» REQUIREMENT
Swap "keypoint" for "marker" throughout the rows below and write them out again with nothing else changed. Leave out the pictures.

#### SUPPLIED MATERIAL

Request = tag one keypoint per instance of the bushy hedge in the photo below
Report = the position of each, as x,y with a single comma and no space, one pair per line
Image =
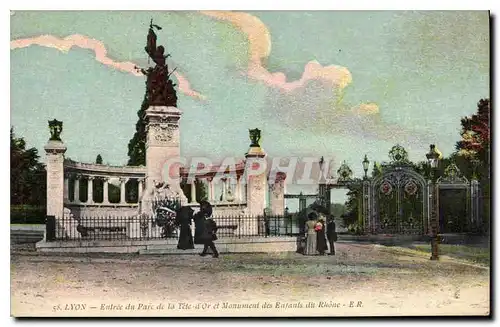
27,214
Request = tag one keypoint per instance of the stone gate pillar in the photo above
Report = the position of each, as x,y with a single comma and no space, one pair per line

########

» WRITTEN ANSWER
Request = tag one marker per instance of the bushy hedge in the photo below
Report = the position of each, as x,y with a single comma and no space, one pair per line
Image =
27,214
Request = tag one marker per instance of the stone gate pillar in the photo above
Report = the position of each, as x,y with a single comma and no space, one pair per line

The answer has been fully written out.